Exercise details: Repeat the listing below exactly as given.

Data extract:
________________________________________

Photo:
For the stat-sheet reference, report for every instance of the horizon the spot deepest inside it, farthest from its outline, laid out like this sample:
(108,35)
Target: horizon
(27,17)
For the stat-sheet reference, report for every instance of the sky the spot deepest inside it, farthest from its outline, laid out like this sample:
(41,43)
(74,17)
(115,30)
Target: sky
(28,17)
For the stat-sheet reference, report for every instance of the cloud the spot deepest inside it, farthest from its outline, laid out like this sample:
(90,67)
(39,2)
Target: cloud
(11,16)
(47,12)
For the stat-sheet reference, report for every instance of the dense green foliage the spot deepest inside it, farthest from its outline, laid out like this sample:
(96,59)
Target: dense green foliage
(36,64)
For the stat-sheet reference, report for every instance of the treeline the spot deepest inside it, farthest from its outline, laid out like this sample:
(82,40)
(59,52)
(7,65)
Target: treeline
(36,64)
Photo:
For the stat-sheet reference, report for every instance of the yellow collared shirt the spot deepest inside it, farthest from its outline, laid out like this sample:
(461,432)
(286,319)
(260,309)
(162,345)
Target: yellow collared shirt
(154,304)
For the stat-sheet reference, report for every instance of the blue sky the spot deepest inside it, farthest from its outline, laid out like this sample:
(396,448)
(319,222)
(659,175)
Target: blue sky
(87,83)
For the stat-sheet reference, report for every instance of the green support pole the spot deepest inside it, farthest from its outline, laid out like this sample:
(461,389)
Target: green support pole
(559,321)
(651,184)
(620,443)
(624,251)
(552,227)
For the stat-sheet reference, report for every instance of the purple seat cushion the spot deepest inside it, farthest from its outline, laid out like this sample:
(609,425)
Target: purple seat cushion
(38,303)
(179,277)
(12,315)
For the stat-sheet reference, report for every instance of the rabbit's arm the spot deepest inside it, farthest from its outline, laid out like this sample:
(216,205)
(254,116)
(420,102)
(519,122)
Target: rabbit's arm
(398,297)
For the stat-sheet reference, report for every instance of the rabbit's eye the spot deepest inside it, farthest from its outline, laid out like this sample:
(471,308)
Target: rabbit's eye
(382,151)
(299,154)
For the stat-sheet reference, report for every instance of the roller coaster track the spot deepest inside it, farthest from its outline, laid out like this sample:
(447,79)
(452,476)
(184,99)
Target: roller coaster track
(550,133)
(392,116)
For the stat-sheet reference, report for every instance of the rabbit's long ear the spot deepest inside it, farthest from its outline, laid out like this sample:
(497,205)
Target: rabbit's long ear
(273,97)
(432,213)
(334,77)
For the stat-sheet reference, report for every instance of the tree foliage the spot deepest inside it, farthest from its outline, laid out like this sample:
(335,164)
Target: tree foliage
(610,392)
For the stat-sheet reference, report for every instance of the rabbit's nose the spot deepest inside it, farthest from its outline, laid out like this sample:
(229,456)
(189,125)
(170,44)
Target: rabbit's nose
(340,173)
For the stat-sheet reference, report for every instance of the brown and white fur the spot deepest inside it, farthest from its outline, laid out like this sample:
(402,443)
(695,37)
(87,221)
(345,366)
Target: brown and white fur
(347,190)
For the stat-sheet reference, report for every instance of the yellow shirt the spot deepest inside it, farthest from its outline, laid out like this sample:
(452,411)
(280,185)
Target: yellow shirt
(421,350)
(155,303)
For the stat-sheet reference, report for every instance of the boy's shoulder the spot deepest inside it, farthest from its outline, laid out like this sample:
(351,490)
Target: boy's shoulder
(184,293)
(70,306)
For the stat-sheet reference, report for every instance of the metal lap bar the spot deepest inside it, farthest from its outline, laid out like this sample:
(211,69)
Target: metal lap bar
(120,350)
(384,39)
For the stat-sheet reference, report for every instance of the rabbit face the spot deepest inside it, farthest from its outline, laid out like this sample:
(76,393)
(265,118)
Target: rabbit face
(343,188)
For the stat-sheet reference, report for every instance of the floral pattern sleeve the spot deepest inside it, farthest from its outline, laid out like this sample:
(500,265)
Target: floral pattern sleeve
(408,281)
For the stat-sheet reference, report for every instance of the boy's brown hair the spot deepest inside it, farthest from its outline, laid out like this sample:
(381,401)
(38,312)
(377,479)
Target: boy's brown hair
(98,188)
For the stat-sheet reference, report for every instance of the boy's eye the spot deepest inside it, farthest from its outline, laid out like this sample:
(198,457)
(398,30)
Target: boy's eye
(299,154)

________________________________________

Result below:
Photo:
For the stat-sheet reference, report for every instance of the horizon the spot deepest inside it, farthest from its outline, laid out like this sample:
(108,35)
Target: horizon
(27,17)
For the stat-sheet reference, report for every instance of the sky the spot deepest inside it, farthest from its outline, laid out like this sample:
(41,43)
(74,17)
(115,30)
Target: sky
(28,17)
For the stat-sheet reference, report for every instance of the cloud the spot deepest inside it, farthest from its outline, laid out like this sample:
(90,67)
(39,2)
Target: cloud
(11,16)
(47,12)
For the stat-sheet reference, report for every instance of the dense green foliage the spot deepest inside it, farthest from its outline, laid out like this sample:
(96,59)
Target: dense green foliage
(36,64)
For the stat-sheet reference, report for every instance of the treeline the spot deepest inside it, farthest from its outline, laid out like this sample:
(82,40)
(59,52)
(7,65)
Target: treeline
(36,64)
Photo:
For the stat-sheet reference, report for every instance of the yellow collared shirt the spot deepest inside it, farthest from its outline, laid out like this sample:
(461,432)
(286,319)
(260,309)
(162,345)
Target: yellow collared shirt
(154,304)
For the stat-sheet reference, report for every instance of the blue sky the spot deepest inside it, farthest from its outline, laid out like this sample:
(396,448)
(319,222)
(659,175)
Target: blue sky
(87,83)
For the stat-sheet reference, report for every instance of the green support pole the spot deepest inside it, farthest from its outline, laid out like this sample:
(461,389)
Target: green support pole
(559,321)
(651,184)
(620,443)
(624,251)
(552,227)
For the stat-sheet reference, report for every instance of the purple seat cushion the spot deepest inside it, farthest from its outline, laid out like this sample:
(609,425)
Target: purple seat cushion
(38,303)
(179,277)
(12,315)
For the stat-sheet reference, report for every instance of the rabbit's arm the spot deepest inside it, farthest from its outline, laid out like this sample:
(216,205)
(254,116)
(420,102)
(519,122)
Target: rabbit's arm
(398,297)
For the stat-sheet reference, report for every instance of the rabbit's eye the spot deepest inside it, farthest from its outline, laid out like this sample:
(471,308)
Target: rabbit's eye
(382,151)
(299,154)
For the stat-sheet reference, report for every instance of the roller coaster track the spot deepest inside it, farthest from its outline, laid out like this sample:
(447,79)
(452,476)
(184,99)
Target: roller coaster track
(550,133)
(392,116)
For the stat-sheet reference, report for every instance of the rabbit's long ear the spot deepest inside it, farthest from its outline, laid out like this sample:
(497,205)
Target: rabbit's long ear
(273,97)
(432,213)
(334,77)
For the stat-sheet reference, report for every instance of the tree foliage the spot deepest inside it, farthest from its outline, laid out like this sample:
(335,164)
Target: tree foliage
(610,392)
For the stat-sheet reference, report for every instance of the rabbit's nose the spot deepest inside it, farthest from its outline, laid out like this sample:
(229,456)
(189,125)
(170,44)
Target: rabbit's nose
(340,173)
For the stat-sheet reference, report for every instance of the brown and white fur the spot deepest inside it, farthest from its outline, laid out like this sample:
(402,443)
(695,37)
(87,221)
(345,366)
Target: brown and white fur
(347,190)
For the stat-sheet reference, report for every instance of the yellow shirt the spot deepest inside it, farthest from its outline, laid out like this sample:
(452,411)
(280,185)
Target: yellow shirt
(421,350)
(155,303)
For the stat-sheet reference, report for every instance of the boy's shoulder the spot deepest inside it, farthest from its outline, laid out like this sample:
(351,490)
Target: boy's shoulder
(184,293)
(70,306)
For the stat-sheet reference, report for every instance of the metal lap bar the spot deepest inside it, farthest from its outline, laid out like this sample:
(211,69)
Target: metal lap bar
(120,350)
(384,39)
For the stat-sheet reference, report for every instance of the rabbit face the spot deepest inside it, farthest from its outline, laid out like this sample:
(76,393)
(265,118)
Target: rabbit face
(343,188)
For the stat-sheet reference, report for every instance of the floral pattern sleeve the spot deepest inside it, farthest from its outline, laid out like this sample:
(500,265)
Target: floral pattern sleeve
(408,281)
For the stat-sheet reference, report for every instance of the boy's brown hair the spot deepest inside it, farthest from its outline, laid out like this sample:
(381,401)
(38,312)
(377,479)
Target: boy's brown hair
(98,188)
For the stat-sheet reference, report for every instance of the boy's eye the spot deepest inside it, farthest from its outline, laid out like this sample:
(198,457)
(398,30)
Target: boy's eye
(299,154)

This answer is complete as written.